TASK DIRECTIONS: Reproduce verbatim the stretch of entries from the very beginning through the line containing "x=374, y=14", with that line included.

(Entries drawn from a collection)
────────────────────────────────────────

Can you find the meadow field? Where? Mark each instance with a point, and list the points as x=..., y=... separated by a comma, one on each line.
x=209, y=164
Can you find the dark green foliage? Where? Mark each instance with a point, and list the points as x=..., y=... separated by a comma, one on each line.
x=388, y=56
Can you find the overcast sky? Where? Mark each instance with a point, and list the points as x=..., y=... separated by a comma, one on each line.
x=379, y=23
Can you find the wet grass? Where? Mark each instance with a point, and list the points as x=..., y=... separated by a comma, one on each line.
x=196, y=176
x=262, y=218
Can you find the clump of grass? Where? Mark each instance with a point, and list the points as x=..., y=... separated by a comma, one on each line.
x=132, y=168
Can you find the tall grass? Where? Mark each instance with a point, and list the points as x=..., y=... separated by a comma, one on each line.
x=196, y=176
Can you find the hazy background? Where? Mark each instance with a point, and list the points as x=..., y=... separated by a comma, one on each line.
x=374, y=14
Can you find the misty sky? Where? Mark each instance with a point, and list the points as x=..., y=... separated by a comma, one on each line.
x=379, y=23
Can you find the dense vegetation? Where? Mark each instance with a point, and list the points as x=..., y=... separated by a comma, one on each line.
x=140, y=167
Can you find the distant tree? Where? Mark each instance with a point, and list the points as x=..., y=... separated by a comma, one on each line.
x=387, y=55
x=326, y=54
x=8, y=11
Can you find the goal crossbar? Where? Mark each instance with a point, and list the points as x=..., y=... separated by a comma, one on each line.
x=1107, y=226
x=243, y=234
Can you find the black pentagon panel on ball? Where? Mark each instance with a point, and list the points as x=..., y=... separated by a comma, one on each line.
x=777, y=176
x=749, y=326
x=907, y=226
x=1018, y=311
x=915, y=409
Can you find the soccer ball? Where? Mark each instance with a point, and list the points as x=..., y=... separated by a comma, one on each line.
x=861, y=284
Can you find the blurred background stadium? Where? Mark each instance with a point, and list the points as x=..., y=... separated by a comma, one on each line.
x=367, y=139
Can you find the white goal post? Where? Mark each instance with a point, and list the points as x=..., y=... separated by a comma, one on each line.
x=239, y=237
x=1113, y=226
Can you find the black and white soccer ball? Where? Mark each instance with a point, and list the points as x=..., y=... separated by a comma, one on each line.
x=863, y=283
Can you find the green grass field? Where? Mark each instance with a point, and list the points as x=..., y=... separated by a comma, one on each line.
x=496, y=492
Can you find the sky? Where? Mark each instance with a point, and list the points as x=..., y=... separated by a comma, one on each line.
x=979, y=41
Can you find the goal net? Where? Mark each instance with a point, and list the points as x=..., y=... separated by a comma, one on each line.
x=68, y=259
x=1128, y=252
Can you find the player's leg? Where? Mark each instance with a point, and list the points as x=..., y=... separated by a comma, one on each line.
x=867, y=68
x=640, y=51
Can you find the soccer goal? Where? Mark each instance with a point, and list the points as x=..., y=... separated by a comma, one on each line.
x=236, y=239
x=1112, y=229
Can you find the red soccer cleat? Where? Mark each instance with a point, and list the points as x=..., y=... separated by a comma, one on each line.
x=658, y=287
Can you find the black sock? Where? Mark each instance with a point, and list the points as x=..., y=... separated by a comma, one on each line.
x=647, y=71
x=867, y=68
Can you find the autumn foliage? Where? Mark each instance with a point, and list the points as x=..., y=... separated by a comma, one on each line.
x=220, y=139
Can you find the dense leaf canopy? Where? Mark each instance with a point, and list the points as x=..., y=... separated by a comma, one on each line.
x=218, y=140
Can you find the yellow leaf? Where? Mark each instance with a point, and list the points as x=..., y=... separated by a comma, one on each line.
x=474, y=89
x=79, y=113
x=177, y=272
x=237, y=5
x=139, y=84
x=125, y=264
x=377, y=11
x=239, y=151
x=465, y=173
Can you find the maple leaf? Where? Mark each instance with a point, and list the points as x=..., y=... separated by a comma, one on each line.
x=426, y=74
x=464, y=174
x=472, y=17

────────────────────────────────────────

RESULT:
Can you find the meadow field? Where? Mark each instance with a point, and list the points as x=..., y=... separated by a comma, one on each line.
x=209, y=164
Can you find the dark green foliage? Where? Mark each instance with a point, and list the points as x=..., y=... separated by a comma, one on each line.
x=388, y=56
Can you find the overcast sky? Where? Mark each instance with a point, and list the points as x=..., y=... separated by a comma, one on each line.
x=379, y=23
Can you find the wet grass? Where? Mark each instance with a point, and list the points as x=..., y=... separated by a comma, one on each line.
x=196, y=176
x=262, y=218
Can you find the clump of grass? Where? Mark each instance with a point, and list the points as x=..., y=... separated by a comma, one on each line.
x=132, y=168
Can you find the tall grass? Where? Mark each instance with a point, and list the points as x=..., y=... separated by a comma, one on each line.
x=196, y=176
Can you find the hazy background? Where? Mark each instance with a point, and list the points as x=..., y=... separated by a comma, one on each line.
x=374, y=14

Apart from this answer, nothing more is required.